=== DATA ===

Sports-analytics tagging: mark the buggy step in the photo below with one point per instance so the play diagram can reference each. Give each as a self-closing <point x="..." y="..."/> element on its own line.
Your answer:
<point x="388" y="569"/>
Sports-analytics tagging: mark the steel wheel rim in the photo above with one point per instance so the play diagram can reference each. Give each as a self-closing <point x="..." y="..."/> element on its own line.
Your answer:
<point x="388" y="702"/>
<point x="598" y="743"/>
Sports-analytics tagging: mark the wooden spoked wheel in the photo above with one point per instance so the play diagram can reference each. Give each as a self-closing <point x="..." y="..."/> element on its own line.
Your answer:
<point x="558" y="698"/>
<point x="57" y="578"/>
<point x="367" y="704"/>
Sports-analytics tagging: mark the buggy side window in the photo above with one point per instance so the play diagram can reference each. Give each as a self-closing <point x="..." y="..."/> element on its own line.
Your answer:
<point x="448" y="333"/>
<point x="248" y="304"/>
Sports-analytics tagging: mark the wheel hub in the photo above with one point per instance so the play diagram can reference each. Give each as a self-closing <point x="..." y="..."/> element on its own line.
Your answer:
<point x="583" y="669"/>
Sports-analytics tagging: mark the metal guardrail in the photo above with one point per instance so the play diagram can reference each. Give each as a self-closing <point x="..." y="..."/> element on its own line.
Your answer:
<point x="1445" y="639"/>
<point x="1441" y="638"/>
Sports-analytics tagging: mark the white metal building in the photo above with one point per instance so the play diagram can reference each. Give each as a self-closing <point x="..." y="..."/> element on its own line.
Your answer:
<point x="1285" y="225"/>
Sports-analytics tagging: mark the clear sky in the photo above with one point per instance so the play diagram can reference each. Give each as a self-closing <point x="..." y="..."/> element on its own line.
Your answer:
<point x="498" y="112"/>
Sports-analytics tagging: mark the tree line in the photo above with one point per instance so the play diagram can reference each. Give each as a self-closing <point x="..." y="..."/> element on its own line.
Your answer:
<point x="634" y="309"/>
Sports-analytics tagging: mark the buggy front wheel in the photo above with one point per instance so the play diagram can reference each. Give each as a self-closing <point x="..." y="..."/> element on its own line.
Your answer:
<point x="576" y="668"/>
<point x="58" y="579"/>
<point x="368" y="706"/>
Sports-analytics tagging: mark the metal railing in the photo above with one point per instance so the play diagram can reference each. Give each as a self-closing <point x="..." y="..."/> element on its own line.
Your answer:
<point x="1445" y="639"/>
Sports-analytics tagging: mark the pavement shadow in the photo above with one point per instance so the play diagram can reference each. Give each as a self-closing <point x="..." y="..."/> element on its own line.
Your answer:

===

#### [DIRECTIONS]
Copy every one of the rows above word for word, without changing anything in them.

#### [RESULT]
Sports-analytics tagging: mark the buggy step in the photo below with one point per instance so the play diagram can reference each. Give each as a self-closing <point x="..." y="..."/> element on its own line.
Your answer:
<point x="388" y="569"/>
Sports-analytics tagging: mark the steel wheel rim in the photo above with one point per instance so the play diagram can reference each. Give each as a self-closing <point x="..." y="..."/> element on its own line.
Your answer:
<point x="388" y="702"/>
<point x="598" y="743"/>
Sports-analytics tagging: mark the wooden spoked wheel in the photo above with one point per instance so the play diagram can reference each. Give each as a self-closing <point x="..." y="..."/> element on its own line.
Your answer:
<point x="558" y="698"/>
<point x="57" y="578"/>
<point x="367" y="704"/>
Sports-analytics tagging: mark the buggy side window in the photo above with one point per instance so the play diagram can reference each. Give each as a self-closing <point x="..." y="..."/> element on its own line.
Your answer:
<point x="448" y="333"/>
<point x="248" y="304"/>
Sports-analytics tagging: mark the wheel hub in the photo above with one point per instance so the play diagram can reference each. Give each as a self-closing <point x="..." y="..."/> element on its own line.
Your answer:
<point x="583" y="669"/>
Sports-analytics tagging: mark the metal guardrail in the photo above with one point per instance so the play diagram can reference each. Give each as a self-closing <point x="..." y="..."/> element on its own line.
Your answer:
<point x="1445" y="639"/>
<point x="1441" y="638"/>
Sports-analytics tagging: mark the white metal building in the photo above with one point per instance so the play diagram can reference each. Give each as a self-closing <point x="..." y="..."/> element on its own line.
Your answer:
<point x="1285" y="225"/>
Sports-analytics tagging: mark the clear sky in the photo above with one point per instance so the play diagram can reference each. Give each as a self-closing <point x="..." y="..."/> element on its own line.
Your answer:
<point x="498" y="112"/>
Sports-analytics tagging: mark the tree line in the photo above with one point per instance so the play diagram can reference each. Give each as a self-closing <point x="..." y="..."/> element on its own line.
Your answer:
<point x="634" y="309"/>
Sports-analytics tagging: mark the buggy front wheel in the photo above with one point per instance so the play diagram can reference each. Give each as a self-closing <point x="..." y="..."/> element on its own line.
Your answer:
<point x="576" y="668"/>
<point x="58" y="579"/>
<point x="368" y="706"/>
Sports-analytics tagging: mark the metal railing in the photo above with one point per instance so the play diagram can reference each. Give each as a self-closing <point x="..." y="..."/> element on its own line.
Your answer:
<point x="1445" y="639"/>
Sports-analytics tagging: mark the pavement shadow in the photo above with one point per instance so the play diagram can reference each. Give each as a self-closing <point x="..." y="..."/> element on its own line.
Your answer:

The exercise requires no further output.